▶ **REQUIRED ACTION**
Lines before the one containing "Would you mind marking the handrail" are not wanted. Transcribe that line and all after it exactly, to the end of the entries.

▶ **SOURCE INFORMATION**
__________

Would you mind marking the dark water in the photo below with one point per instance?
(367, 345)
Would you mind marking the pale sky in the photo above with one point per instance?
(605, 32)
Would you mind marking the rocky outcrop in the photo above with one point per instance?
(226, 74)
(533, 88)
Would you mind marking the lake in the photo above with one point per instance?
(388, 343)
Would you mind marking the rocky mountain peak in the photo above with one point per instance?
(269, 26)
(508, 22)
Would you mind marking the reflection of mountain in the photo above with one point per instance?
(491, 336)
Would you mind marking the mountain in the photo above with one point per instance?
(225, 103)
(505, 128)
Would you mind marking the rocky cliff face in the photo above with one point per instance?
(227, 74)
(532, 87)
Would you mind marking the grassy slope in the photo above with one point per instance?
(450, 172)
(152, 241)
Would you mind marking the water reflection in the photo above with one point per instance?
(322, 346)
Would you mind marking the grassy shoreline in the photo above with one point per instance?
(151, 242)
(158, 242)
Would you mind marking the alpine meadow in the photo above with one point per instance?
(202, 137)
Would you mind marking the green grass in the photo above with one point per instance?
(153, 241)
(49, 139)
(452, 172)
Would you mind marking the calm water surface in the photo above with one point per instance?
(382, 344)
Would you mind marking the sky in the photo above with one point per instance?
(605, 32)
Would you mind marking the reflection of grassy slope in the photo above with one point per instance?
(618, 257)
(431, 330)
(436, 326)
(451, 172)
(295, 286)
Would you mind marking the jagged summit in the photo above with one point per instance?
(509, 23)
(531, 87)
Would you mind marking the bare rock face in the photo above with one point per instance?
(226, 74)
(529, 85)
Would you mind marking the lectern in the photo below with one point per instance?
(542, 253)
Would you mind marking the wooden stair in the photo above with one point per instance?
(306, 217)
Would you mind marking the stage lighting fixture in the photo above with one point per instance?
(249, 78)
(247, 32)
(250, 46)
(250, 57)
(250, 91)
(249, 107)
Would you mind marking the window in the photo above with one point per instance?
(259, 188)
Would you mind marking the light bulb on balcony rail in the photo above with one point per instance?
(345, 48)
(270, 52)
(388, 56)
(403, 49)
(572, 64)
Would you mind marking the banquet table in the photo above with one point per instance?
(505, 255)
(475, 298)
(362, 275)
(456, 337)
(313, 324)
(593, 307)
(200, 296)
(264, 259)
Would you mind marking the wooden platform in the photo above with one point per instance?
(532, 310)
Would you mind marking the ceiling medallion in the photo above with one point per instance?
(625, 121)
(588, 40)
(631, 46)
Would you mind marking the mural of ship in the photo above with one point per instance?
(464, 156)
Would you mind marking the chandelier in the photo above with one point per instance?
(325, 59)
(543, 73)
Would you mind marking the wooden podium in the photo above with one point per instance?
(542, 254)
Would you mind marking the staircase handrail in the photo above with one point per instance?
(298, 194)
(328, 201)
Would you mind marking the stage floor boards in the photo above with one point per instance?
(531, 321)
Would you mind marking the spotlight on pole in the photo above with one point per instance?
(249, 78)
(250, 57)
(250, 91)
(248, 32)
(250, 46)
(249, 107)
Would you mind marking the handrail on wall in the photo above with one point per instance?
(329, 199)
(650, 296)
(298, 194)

__________

▶ **SOLUTION TO THIS EXERCISE**
Would you mind marking the handrail on wall in the photo above with one point per instance?
(329, 199)
(650, 296)
(298, 194)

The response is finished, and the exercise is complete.